■ TEXT SEGMENT:
::::
Banks’ robust appetite for investing in gold could mean, however, that possibly even more is off the market by the end of the year for quite some time.

“We have not seen this kind of buying from central banks for 50 years,” Kevin DeMeritt explains. “They’re not speculators; they’re not day traders. They hold that metal for 10, 15, 20 years at a time. That metal is gone; and you’re not talking about small amounts here. If this continues, as we start to see more financial instabilities happen around the country, and probably the world, that demand from central banks is going to intensify — along with demand from institutional and individual investors.”

Silver’s Commercial Charm

Like gold, silver is an in-demand resource for both functional and investing purposes. Its myriad industrial applications, however, are giving it a particularly notable appeal this year, according to DeMeritt.
::::
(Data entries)
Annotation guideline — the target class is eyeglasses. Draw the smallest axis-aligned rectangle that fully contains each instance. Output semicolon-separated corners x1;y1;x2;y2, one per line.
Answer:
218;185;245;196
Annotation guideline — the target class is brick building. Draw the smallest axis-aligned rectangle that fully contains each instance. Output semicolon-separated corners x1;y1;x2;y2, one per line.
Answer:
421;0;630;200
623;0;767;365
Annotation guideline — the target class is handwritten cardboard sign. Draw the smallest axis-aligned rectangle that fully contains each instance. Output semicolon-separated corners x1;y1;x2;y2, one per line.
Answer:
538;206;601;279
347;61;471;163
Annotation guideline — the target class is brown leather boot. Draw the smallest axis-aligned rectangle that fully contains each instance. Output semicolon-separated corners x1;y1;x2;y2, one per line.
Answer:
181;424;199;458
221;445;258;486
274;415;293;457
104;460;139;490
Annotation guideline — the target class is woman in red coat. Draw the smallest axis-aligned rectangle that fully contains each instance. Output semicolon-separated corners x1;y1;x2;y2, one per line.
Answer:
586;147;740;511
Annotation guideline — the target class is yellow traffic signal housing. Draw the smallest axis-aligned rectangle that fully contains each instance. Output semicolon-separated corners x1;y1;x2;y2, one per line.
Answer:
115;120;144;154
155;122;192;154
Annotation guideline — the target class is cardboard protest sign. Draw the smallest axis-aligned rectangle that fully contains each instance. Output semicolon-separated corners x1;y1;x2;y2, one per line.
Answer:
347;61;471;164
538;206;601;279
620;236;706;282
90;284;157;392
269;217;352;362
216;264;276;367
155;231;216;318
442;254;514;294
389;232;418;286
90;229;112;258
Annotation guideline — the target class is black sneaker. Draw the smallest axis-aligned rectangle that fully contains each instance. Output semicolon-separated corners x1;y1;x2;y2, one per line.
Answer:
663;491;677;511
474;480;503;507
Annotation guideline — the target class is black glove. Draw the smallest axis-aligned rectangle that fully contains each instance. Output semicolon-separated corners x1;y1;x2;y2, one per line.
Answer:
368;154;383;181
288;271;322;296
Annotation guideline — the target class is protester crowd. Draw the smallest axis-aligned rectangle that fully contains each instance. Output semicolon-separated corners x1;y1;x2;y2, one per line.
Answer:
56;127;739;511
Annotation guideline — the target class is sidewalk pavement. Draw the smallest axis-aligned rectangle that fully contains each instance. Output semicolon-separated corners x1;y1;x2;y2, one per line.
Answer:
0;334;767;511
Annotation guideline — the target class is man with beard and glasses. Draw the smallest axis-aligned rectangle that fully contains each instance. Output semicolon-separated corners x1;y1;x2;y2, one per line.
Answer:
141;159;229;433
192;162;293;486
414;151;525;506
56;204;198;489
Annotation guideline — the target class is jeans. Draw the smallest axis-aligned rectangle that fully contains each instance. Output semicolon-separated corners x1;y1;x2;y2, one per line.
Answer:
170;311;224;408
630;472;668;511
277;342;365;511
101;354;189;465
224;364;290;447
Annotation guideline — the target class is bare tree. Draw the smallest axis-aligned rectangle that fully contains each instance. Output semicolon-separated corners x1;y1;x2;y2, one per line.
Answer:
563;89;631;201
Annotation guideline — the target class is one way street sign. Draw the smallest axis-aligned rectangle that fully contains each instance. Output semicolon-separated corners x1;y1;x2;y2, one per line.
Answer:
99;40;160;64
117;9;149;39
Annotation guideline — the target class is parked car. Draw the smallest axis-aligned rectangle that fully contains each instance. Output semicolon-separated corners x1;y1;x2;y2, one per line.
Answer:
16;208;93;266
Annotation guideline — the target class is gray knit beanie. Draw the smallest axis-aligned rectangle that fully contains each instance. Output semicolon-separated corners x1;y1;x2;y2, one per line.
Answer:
::::
■ PROMPT 1:
Condense the paragraph of the precious-metals passage that begins "We have not seen this kind of buying" into a shorter version that keeps its main facts.
■ PROMPT 2:
From the precious-metals passage, copy out word for word the stretch from "Like gold, silver" through "according to DeMeritt.".

■ WRITTEN REPLY 1:
Kevin DeMeritt says central banks are buying gold at a level not seen in 50 years. They are not speculators or day traders. They hold the metal for 10, 15 or 20 years, so large amounts leave the market. If financial instability spreads around the country and probably the world, central-bank demand will intensify, along with demand from institutional and individual investors.

■ WRITTEN REPLY 2:
Like gold, silver is an in-demand resource for both functional and investing purposes. Its myriad industrial applications, however, are giving it a particularly notable appeal this year, according to DeMeritt.